Exercise:
Please quote the entries word for word, beginning at the very start and stopping after the line that contains "negative clicks: (563, 107) (460, 74)". Leave out the pictures.

*** Opening Record set ***

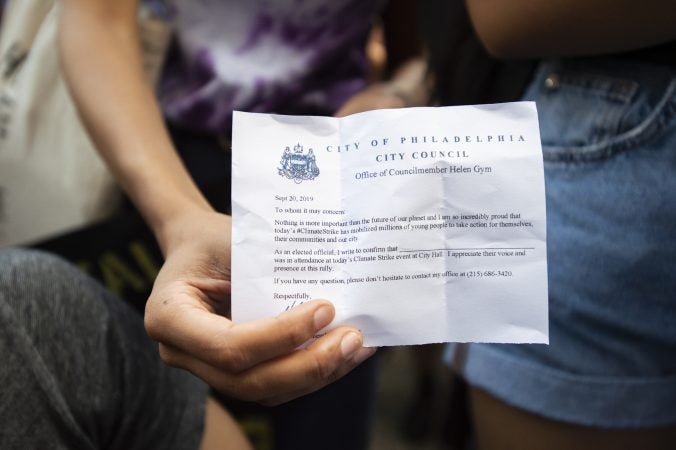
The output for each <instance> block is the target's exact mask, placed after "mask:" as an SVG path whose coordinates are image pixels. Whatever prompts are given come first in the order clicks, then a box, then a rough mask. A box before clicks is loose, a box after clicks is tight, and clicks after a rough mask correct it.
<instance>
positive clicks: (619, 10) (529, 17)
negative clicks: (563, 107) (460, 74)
mask: <svg viewBox="0 0 676 450" xmlns="http://www.w3.org/2000/svg"><path fill="white" fill-rule="evenodd" d="M466 3H467V9H468V11H469V14H470V17H471V19H472V23H473V25H474V27H475V29H476V31H477V34H478V36H479V38H480V39H481V41H482V42H483V44H484V46H485V47H486V48H487V50H488V51H489V52H490V53H492V54H493V55H494V56H497V57H500V58H528V57H544V56H573V55H594V54H607V53H615V52H621V51H629V50H634V49H638V48H642V47H647V46H651V45H657V44H661V43H663V42H667V41H670V40H672V39H676V8H675V7H674V2H673V0H645V1H642V2H637V1H635V0H539V1H536V0H509V1H507V0H466Z"/></svg>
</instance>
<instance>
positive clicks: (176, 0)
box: [160, 0, 383, 134]
mask: <svg viewBox="0 0 676 450" xmlns="http://www.w3.org/2000/svg"><path fill="white" fill-rule="evenodd" d="M171 3H172V7H173V9H174V13H175V16H174V20H175V25H176V45H175V46H174V48H173V49H172V52H171V53H170V55H169V57H168V58H169V59H168V62H167V66H166V69H165V71H164V75H163V79H162V83H161V87H160V101H161V103H162V106H163V109H164V113H165V115H166V116H167V118H168V119H169V120H170V121H171V122H172V123H175V124H177V125H179V126H181V127H183V128H188V129H191V130H194V131H198V132H208V133H221V134H228V133H229V132H230V127H231V120H232V111H233V110H235V109H237V110H245V111H258V112H277V113H283V114H324V115H329V114H332V113H333V112H335V110H336V109H337V108H338V107H339V106H340V105H341V104H342V103H343V102H344V101H345V100H346V99H347V98H349V97H350V96H351V95H353V94H354V93H356V92H357V91H359V90H360V89H362V88H363V86H364V73H365V58H364V45H365V39H366V36H367V34H368V31H369V29H370V26H371V23H372V19H373V17H374V16H375V14H376V13H377V12H378V10H379V9H380V7H381V6H382V4H383V1H382V0H173V1H172V2H171Z"/></svg>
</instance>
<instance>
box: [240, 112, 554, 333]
mask: <svg viewBox="0 0 676 450" xmlns="http://www.w3.org/2000/svg"><path fill="white" fill-rule="evenodd" d="M232 151H233V155H232V156H233V180H232V203H233V231H232V239H233V241H232V313H233V319H234V320H235V321H236V322H243V321H249V320H255V319H259V318H263V317H266V316H274V315H278V314H280V313H281V312H283V311H285V310H288V309H291V308H293V307H295V306H298V305H300V304H302V303H303V302H306V301H309V300H311V299H315V298H323V299H328V300H330V301H332V302H333V304H334V305H335V307H336V319H335V320H334V323H333V324H332V325H331V326H332V327H333V326H337V325H341V324H348V325H352V326H355V327H357V328H359V329H361V330H362V332H363V333H364V338H365V344H366V345H368V346H386V345H410V344H423V343H430V342H512V343H547V342H548V310H547V262H546V255H547V248H546V218H545V195H544V176H543V164H542V150H541V145H540V135H539V130H538V121H537V112H536V109H535V104H534V103H530V102H518V103H505V104H498V105H479V106H459V107H442V108H408V109H398V110H381V111H370V112H365V113H360V114H355V115H352V116H348V117H344V118H335V117H302V116H281V115H270V114H256V113H242V112H236V113H235V116H234V123H233V144H232Z"/></svg>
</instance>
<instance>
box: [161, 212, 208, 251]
mask: <svg viewBox="0 0 676 450" xmlns="http://www.w3.org/2000/svg"><path fill="white" fill-rule="evenodd" d="M176 206H177V207H178V208H176V209H175V210H174V211H165V212H164V213H163V214H161V215H160V216H159V217H157V218H156V219H155V220H154V221H152V222H149V223H150V226H151V228H152V230H153V233H154V235H155V238H156V239H157V243H158V245H159V246H160V249H161V250H162V254H163V255H164V256H165V257H166V256H167V255H168V254H169V253H171V252H172V251H173V250H174V249H175V248H177V247H179V246H180V245H181V244H182V243H183V242H185V241H186V240H188V239H191V238H194V237H195V231H193V230H194V229H195V227H196V226H199V224H200V222H201V221H202V220H203V219H202V218H203V217H205V216H206V215H211V214H215V211H214V210H213V208H211V206H209V205H208V204H201V203H193V202H185V203H184V204H182V205H180V206H179V205H176Z"/></svg>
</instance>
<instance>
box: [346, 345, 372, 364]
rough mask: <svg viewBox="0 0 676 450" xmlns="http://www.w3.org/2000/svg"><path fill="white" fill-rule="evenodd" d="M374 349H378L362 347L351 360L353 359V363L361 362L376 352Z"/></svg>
mask: <svg viewBox="0 0 676 450" xmlns="http://www.w3.org/2000/svg"><path fill="white" fill-rule="evenodd" d="M376 350H378V347H362V348H361V350H359V351H358V352H357V354H356V355H354V358H352V361H354V362H355V364H361V363H362V362H364V361H366V360H367V359H369V358H370V357H371V356H372V355H373V354H374V353H375V352H376Z"/></svg>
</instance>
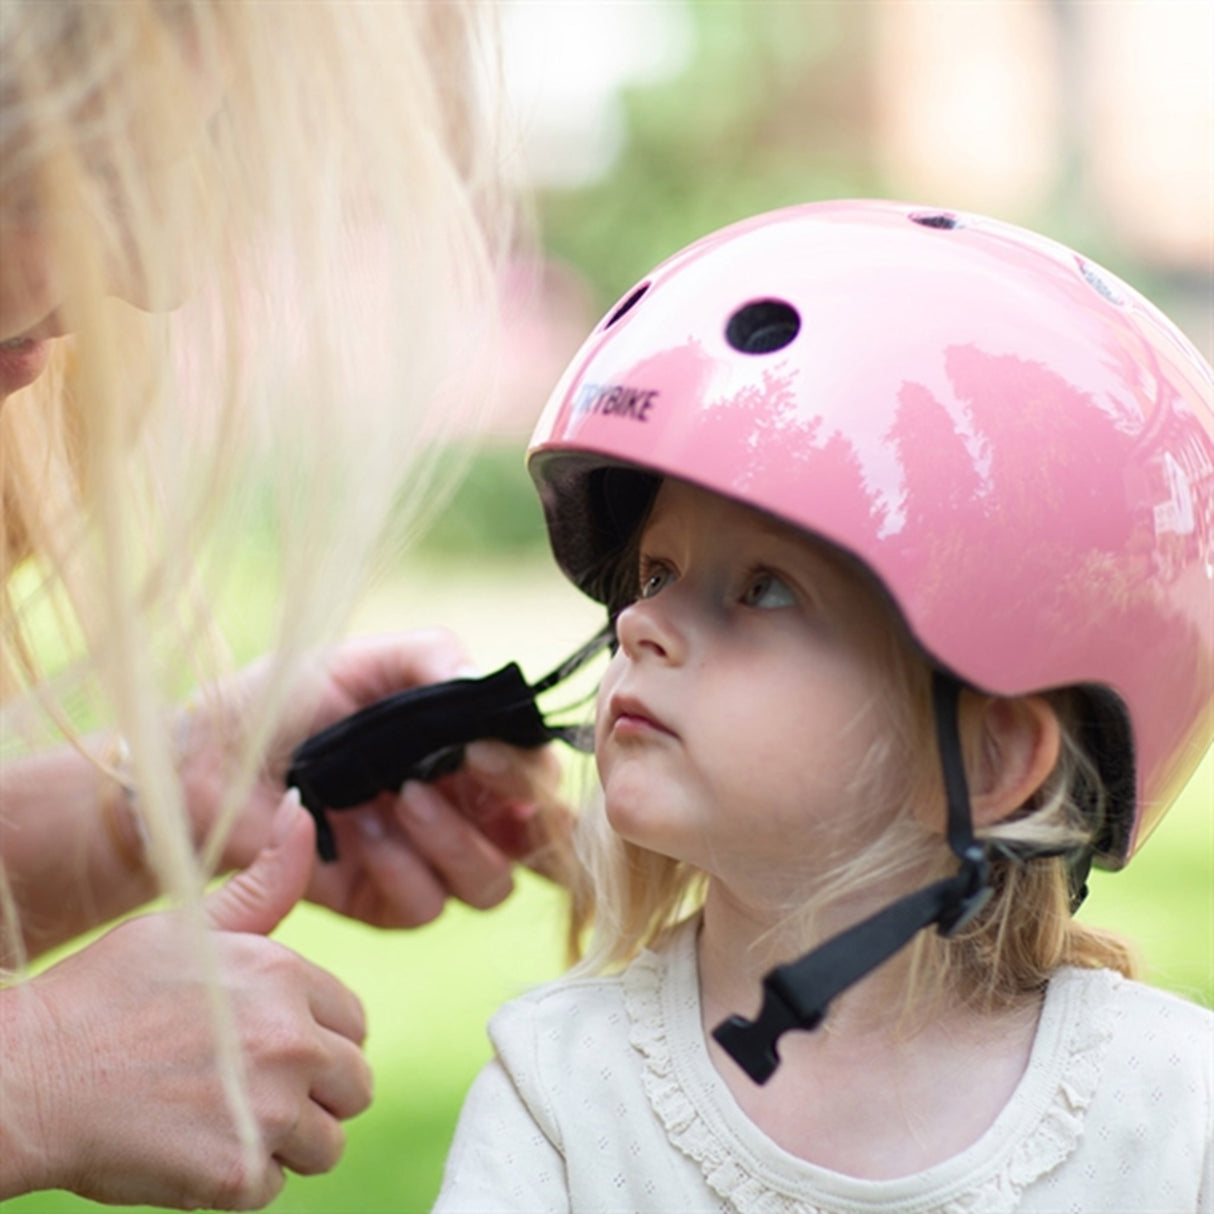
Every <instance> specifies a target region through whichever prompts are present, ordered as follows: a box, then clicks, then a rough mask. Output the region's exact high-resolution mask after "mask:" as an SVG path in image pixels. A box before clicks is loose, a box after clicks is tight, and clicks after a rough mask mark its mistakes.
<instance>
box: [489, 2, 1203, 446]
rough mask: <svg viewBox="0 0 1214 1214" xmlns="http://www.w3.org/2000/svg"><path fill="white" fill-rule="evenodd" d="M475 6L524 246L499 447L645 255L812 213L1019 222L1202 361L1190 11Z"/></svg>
mask: <svg viewBox="0 0 1214 1214" xmlns="http://www.w3.org/2000/svg"><path fill="white" fill-rule="evenodd" d="M499 8H500V13H501V17H503V24H504V34H505V70H506V75H507V85H509V87H510V92H511V97H512V101H514V104H515V109H516V115H517V117H516V120H517V124H518V142H517V151H518V155H517V161H516V165H515V170H516V172H517V174H518V176H520V178H521V180H522V181H523V182H524V183H526V185H527V186H528V188H531V189H532V191H534V192H537V193H538V203H539V205H538V214H539V240H540V248H539V249H538V250H535V253H534V259H535V261H537V262H538V265H537V267H533V271H532V272H529V273H528V272H527V271H526V270H524V268H523V270H521V271H520V272H518V274H517V282H516V283H514V284H512V294H511V307H510V314H511V317H512V318H514V319H512V320H510V322H509V323H507V329H506V333H505V334H504V346H505V364H504V373H503V376H501V381H500V391H499V407H498V409H497V410H495V414H494V416H493V418H492V419H490V420H489V429H490V431H492V432H495V433H497V435H499V436H500V437H512V438H515V439H517V438H521V437H523V436H526V433H527V432H528V431H529V427H531V425H532V422H533V420H534V418H535V416H537V414H538V410H539V408H540V407H541V404H543V398H544V396H546V391H548V388H549V387H550V386H551V384H552V382H555V380H556V378H557V375H558V373H560V370H561V369H562V368H563V365H565V362H566V361H567V359H568V357H569V356H571V354H572V353H573V351H574V350H575V347H577V344H578V341H579V340H580V336H582V335H583V334H584V333H585V331H586V330H588V329H589V327H590V325H591V324H592V323H594V320H595V319H596V318H597V317H599V316H600V314H601V313H602V312H603V311H605V310H606V308H607V307H608V306H609V305H611V302H612V301H613V300H614V299H617V297H618V296H619V295H620V294H623V293H624V291H625V290H626V289H628V288H629V287H630V285H631V283H632V282H634V280H635V279H636V278H637V277H639V276H641V274H643V273H645V272H646V271H647V270H648V268H649V267H651V266H652V265H654V263H656V262H657V261H659V260H662V259H663V257H665V256H666V255H668V254H670V253H673V251H674V250H675V249H677V248H680V246H681V245H683V244H686V243H687V242H690V240H692V239H694V238H696V237H698V236H700V234H703V233H704V232H707V231H710V229H711V228H714V227H717V226H720V225H722V223H727V222H731V221H732V220H736V219H741V217H743V216H745V215H749V214H753V212H755V211H759V210H765V209H768V208H775V206H782V205H787V204H792V203H798V202H806V200H812V199H817V198H832V197H886V198H902V199H908V200H914V202H923V203H925V204H929V205H938V206H952V208H958V209H963V210H964V209H968V210H976V211H981V212H985V214H988V215H993V216H997V217H999V219H1004V220H1009V221H1011V222H1017V223H1022V225H1025V226H1027V227H1032V228H1036V229H1038V231H1042V232H1044V233H1046V234H1049V236H1054V237H1056V238H1057V239H1061V240H1063V242H1066V243H1068V244H1072V245H1074V246H1077V248H1078V249H1080V250H1082V251H1084V253H1085V254H1088V255H1090V256H1091V257H1094V259H1096V260H1097V261H1101V262H1104V263H1105V265H1107V266H1108V267H1110V268H1111V270H1113V271H1114V272H1117V273H1118V274H1121V276H1122V277H1124V278H1125V279H1127V280H1129V282H1130V283H1133V284H1134V285H1136V287H1139V288H1140V289H1141V290H1144V291H1145V293H1146V294H1147V295H1150V296H1151V297H1152V299H1155V300H1156V301H1157V302H1158V304H1159V305H1161V306H1162V307H1163V308H1164V311H1167V312H1169V313H1170V314H1172V316H1173V317H1174V318H1175V319H1176V320H1178V323H1180V325H1181V328H1184V329H1185V331H1186V333H1187V334H1189V336H1190V337H1191V339H1192V341H1193V342H1195V345H1197V347H1198V348H1199V350H1201V351H1202V352H1203V353H1204V354H1206V356H1207V357H1212V356H1214V308H1212V280H1214V0H1117V2H1084V0H872V2H855V0H805V2H800V4H798V2H765V0H648V2H646V0H630V2H628V4H624V2H618V0H504V2H503V4H501V5H500V6H499ZM522 283H527V284H529V285H527V287H526V288H522V287H521V285H520V284H522Z"/></svg>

*** Closing Record set ***

Answer to this task:
The output for each <instance> block is the target's exact mask, placed after "mask:" as an SVG path whose coordinates are image pixels. Whatever prompts are given come first in the order clicks, then a box, then a rough mask. A box before clicks is loose, a box after clicks is tight, and clicks after a rough mask correct it.
<instance>
positive clicks: (619, 10) (529, 17)
negative clicks: (563, 107) (460, 74)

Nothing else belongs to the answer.